> Stated task: Convert the stretch of data below, from the line containing "Query: ginger tabby cat" through the end of the data, into a Markdown table with columns named Row and Line. Skip blank lines.
───── Entries
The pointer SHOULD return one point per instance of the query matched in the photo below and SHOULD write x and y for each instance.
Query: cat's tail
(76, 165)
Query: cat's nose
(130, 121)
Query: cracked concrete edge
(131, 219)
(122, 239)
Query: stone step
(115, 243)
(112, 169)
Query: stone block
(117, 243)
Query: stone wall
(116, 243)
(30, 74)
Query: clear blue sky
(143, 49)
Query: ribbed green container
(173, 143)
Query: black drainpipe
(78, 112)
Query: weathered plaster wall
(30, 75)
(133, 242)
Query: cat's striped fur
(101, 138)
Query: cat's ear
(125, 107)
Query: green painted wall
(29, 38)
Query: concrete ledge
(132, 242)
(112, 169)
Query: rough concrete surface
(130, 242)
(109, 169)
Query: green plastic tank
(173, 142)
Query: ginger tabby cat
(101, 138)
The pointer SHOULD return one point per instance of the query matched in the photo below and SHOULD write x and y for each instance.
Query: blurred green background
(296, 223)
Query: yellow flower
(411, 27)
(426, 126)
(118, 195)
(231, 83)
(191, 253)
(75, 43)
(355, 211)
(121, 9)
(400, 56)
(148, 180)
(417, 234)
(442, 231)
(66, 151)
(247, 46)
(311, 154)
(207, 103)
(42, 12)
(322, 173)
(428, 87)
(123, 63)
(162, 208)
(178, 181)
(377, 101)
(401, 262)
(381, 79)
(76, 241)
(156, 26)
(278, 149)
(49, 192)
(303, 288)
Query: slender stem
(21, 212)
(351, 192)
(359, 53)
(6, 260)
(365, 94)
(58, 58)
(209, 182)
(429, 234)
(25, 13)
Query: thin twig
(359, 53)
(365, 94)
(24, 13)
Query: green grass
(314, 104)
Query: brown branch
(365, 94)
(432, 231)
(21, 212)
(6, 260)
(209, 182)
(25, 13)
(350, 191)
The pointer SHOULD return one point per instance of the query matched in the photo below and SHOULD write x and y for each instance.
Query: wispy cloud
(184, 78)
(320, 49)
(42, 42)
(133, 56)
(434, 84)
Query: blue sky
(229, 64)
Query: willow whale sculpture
──────────
> Task output:
| Row | Line |
|---|---|
| 1 | Query: ginger tabby cat |
| 2 | (101, 138) |
| 3 | The pointer SHOULD return one point per instance of the query matched in the photo below and SHOULD write x and y for each instance. |
| 4 | Query: blurred green background |
| 5 | (296, 223) |
| 6 | Query: yellow flower |
| 7 | (411, 27) |
| 8 | (426, 126) |
| 9 | (118, 195) |
| 10 | (231, 83) |
| 11 | (191, 253) |
| 12 | (75, 43) |
| 13 | (355, 211) |
| 14 | (121, 9) |
| 15 | (400, 56) |
| 16 | (148, 180) |
| 17 | (417, 234) |
| 18 | (442, 231) |
| 19 | (66, 151) |
| 20 | (247, 46) |
| 21 | (311, 154) |
| 22 | (207, 103) |
| 23 | (42, 12) |
| 24 | (322, 173) |
| 25 | (428, 87) |
| 26 | (123, 63) |
| 27 | (162, 208) |
| 28 | (178, 181) |
| 29 | (377, 101) |
| 30 | (401, 262) |
| 31 | (381, 79) |
| 32 | (76, 241) |
| 33 | (156, 26) |
| 34 | (278, 149) |
| 35 | (49, 192) |
| 36 | (303, 288) |
| 37 | Query: slender stem |
| 38 | (21, 212) |
| 39 | (351, 192) |
| 40 | (359, 53) |
| 41 | (6, 260) |
| 42 | (365, 94) |
| 43 | (58, 58) |
| 44 | (209, 182) |
| 45 | (429, 234) |
| 46 | (25, 13) |
| 47 | Query: thin twig |
| 48 | (359, 53) |
| 49 | (365, 94) |
| 50 | (24, 13) |
| 51 | Query: green grass |
| 52 | (314, 104) |
| 53 | Query: brown branch |
| 54 | (365, 94) |
| 55 | (432, 231) |
| 56 | (21, 212) |
| 57 | (6, 260) |
| 58 | (209, 182) |
| 59 | (25, 13) |
| 60 | (350, 191) |
| 61 | The pointer SHOULD return one point per instance of the query matched in the photo below and SHOULD write x and y for each instance. |
| 62 | Query: wispy cloud |
| 63 | (184, 78) |
| 64 | (320, 49) |
| 65 | (42, 42) |
| 66 | (133, 56) |
| 67 | (434, 84) |
| 68 | Query: blue sky |
| 69 | (229, 64) |
| 70 | Query: willow whale sculpture |